**WORK INSTRUCTIONS:**
Reproduce every line of the records below verbatim, changing nothing.

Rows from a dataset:

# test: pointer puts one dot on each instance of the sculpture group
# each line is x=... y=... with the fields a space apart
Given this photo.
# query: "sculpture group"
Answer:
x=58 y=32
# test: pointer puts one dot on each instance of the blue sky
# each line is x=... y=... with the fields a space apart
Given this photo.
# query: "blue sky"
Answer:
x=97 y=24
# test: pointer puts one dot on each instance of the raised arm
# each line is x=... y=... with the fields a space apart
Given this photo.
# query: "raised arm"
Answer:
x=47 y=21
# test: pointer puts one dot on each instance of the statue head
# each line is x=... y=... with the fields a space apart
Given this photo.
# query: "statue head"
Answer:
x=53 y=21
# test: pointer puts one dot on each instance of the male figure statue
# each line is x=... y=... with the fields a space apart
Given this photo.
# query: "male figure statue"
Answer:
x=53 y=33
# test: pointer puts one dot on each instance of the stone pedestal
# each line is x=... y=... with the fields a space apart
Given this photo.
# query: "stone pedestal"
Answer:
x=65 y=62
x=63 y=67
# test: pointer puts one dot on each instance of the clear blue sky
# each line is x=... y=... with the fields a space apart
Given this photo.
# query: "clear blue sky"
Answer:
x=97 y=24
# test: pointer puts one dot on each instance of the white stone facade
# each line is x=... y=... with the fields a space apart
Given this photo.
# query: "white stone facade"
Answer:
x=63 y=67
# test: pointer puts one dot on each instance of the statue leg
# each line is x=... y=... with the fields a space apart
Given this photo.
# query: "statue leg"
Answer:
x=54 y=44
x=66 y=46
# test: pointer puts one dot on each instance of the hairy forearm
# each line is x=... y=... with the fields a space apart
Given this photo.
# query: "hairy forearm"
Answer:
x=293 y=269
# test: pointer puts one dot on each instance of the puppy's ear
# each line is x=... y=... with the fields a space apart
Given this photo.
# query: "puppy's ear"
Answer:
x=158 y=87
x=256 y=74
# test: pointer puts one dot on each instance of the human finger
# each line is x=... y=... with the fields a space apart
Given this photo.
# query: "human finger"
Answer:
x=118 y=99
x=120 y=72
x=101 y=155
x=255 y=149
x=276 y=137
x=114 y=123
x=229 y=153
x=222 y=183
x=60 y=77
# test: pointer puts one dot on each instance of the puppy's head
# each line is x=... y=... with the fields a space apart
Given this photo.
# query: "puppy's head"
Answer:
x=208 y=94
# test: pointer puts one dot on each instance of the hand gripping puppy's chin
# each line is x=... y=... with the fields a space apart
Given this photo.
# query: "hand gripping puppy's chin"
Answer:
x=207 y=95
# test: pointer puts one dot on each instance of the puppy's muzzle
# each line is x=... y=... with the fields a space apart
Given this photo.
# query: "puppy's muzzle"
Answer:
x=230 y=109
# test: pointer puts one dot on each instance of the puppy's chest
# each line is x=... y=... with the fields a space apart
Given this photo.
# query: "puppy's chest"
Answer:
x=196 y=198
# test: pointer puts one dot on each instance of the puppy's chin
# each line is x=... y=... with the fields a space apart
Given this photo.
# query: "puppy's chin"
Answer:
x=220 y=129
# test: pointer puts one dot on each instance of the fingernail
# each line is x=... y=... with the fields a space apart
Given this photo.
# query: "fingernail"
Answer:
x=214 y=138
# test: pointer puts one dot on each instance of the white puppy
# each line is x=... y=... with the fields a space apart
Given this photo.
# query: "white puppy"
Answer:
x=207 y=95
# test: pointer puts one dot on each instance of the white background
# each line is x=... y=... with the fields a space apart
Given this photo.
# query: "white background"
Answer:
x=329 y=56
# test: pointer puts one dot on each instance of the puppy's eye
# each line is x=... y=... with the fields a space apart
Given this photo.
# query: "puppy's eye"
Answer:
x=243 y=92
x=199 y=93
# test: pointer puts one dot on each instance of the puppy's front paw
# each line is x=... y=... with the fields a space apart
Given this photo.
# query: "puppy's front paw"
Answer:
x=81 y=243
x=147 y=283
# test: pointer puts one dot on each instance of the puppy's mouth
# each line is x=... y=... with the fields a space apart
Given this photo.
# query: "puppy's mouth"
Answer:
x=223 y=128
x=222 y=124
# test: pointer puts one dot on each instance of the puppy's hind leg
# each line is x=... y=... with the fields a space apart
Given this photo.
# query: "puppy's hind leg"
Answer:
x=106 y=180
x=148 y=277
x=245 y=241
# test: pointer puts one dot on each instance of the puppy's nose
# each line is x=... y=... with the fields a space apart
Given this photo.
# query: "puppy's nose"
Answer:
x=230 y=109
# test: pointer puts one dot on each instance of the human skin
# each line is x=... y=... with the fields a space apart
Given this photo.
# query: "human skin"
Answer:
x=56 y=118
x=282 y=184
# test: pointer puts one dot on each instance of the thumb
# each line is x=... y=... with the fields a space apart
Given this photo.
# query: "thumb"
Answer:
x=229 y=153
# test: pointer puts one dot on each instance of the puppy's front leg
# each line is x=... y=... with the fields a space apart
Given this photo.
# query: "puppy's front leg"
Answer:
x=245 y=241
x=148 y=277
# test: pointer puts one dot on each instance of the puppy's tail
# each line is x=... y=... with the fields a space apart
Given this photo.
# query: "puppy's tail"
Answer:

**TASK ANSWER:**
# test: pointer puts one dot on each instance of the sculpture group
# each line is x=... y=... with the fields a space apart
Given this photo.
# query: "sculpture group"
Answer:
x=58 y=32
# test: pointer puts one dot on each instance of the blue sky
# each line is x=... y=... with the fields a space apart
Given this photo.
# query: "blue sky"
Answer:
x=97 y=24
# test: pointer puts one dot on each instance of the raised arm
# each line is x=... y=... with the fields a space apart
Given this photo.
# query: "raised arm"
Answer:
x=47 y=21
# test: pointer puts one dot on each instance of the statue head
# each line is x=... y=... with the fields a space apart
Given this photo.
# query: "statue head"
Answer:
x=53 y=21
# test: pointer puts one dot on each instance of the male figure statue
# each line is x=... y=... with the fields a space apart
Given this photo.
# query: "male figure statue"
Answer:
x=53 y=33
# test: pointer puts one dot on each instance of the stone pedestal
# each line is x=... y=... with the fields a space apart
Given this photo.
# query: "stone pedestal"
Answer:
x=65 y=62
x=63 y=67
# test: pointer puts one dot on each instance of the clear blue sky
# each line is x=... y=... with the fields a space apart
Given this photo.
# query: "clear blue sky"
Answer:
x=97 y=24
# test: pointer puts one dot on each instance of the white stone facade
# each line is x=... y=... with the fields a space apart
Given this photo.
# query: "white stone facade"
Answer:
x=63 y=67
# test: pointer puts one dot on each instance of the statue leg
# each line is x=... y=... with the fields a space apart
Given this photo.
# query: "statue leg"
Answer:
x=54 y=44
x=66 y=46
# test: pointer puts one dot on each instance of the hairy forearm
# each line is x=... y=... with the fields a space apart
Given this photo.
# query: "hairy forearm"
Answer:
x=293 y=269
# test: pointer puts one dot on each instance of the puppy's ear
# each line is x=... y=... with the fields a space apart
Given this photo.
# query: "puppy's ear"
Answer:
x=158 y=87
x=256 y=74
# test: pointer puts one dot on each instance of the human finger
# each line is x=... y=... with the fields a space apart
Given this photo.
# query: "human finger"
Answer:
x=118 y=99
x=120 y=72
x=101 y=155
x=255 y=149
x=276 y=137
x=114 y=123
x=229 y=153
x=222 y=183
x=60 y=77
# test: pointer puts one dot on each instance of the puppy's head
# each line is x=... y=... with the fields a space apart
Given this photo.
# query: "puppy's head"
Answer:
x=208 y=94
# test: pointer puts one dot on each instance of the hand gripping puppy's chin
# each line is x=... y=... with the fields a space apart
Given this photo.
# query: "hand gripping puppy's chin"
Answer:
x=207 y=95
# test: pointer puts one dot on each instance of the puppy's muzzle
# each line is x=... y=... with the fields a space apart
Given this photo.
# query: "puppy's muzzle"
Answer:
x=230 y=109
# test: pointer puts one dot on each instance of the puppy's chest
# each line is x=... y=... with the fields a space apart
Given this photo.
# query: "puppy's chest"
Answer:
x=196 y=198
# test: pointer puts one dot on each instance of the puppy's chin
# each line is x=... y=... with the fields a space apart
Given this photo.
# query: "puppy's chin"
Answer:
x=220 y=129
# test: pointer puts one dot on each instance of the fingernail
# each line is x=... y=... with the fields a space apart
Given this photo.
# query: "fingernail"
Answer:
x=214 y=138
# test: pointer puts one dot on each instance of the white puppy
# each line is x=... y=... with the fields a space apart
Given this photo.
# query: "white puppy"
Answer:
x=207 y=95
# test: pointer puts one dot on each instance of the white background
# each line is x=... y=... with the fields a space apart
Given this photo.
# query: "white background"
Answer:
x=329 y=56
# test: pointer puts one dot on each instance of the puppy's eye
# each line is x=... y=... with the fields a space apart
Given this photo.
# query: "puppy's eye"
Answer:
x=243 y=92
x=199 y=93
# test: pointer puts one dot on each instance of the puppy's front paw
# each line is x=... y=... with the fields a space apart
Given this photo.
# query: "puppy's front paw"
Answer:
x=81 y=243
x=147 y=283
# test: pointer puts one dot on each instance of the puppy's mouth
# each line is x=... y=... with the fields a space apart
Given this photo.
# query: "puppy's mouth"
Answer:
x=223 y=128
x=222 y=124
# test: pointer puts one dot on each instance of the puppy's hind leg
# each line is x=... y=... with the fields a space apart
Given this photo.
# query: "puppy's hind leg"
Answer:
x=106 y=180
x=148 y=277
x=245 y=241
# test: pointer puts one dot on each instance of the puppy's nose
# each line is x=... y=... with the fields a space apart
Given this photo.
# query: "puppy's nose"
Answer:
x=230 y=109
# test: pointer puts one dot on each instance of the human skin
# each line is x=... y=... with the fields a space apart
Given this photo.
# query: "human skin"
Answer:
x=56 y=118
x=282 y=184
# test: pointer puts one dot on each instance of the thumb
# each line is x=... y=... with the fields a space apart
Given this photo.
# query: "thumb"
Answer:
x=229 y=153
# test: pointer puts one dot on each instance of the puppy's front leg
# each line is x=... y=... with the fields a space apart
Given this photo.
# query: "puppy's front leg"
Answer:
x=245 y=241
x=148 y=277
# test: pointer puts one dot on each instance of the puppy's tail
# each line is x=... y=... with the fields a space apart
Given this photo.
# query: "puppy's tail"
Answer:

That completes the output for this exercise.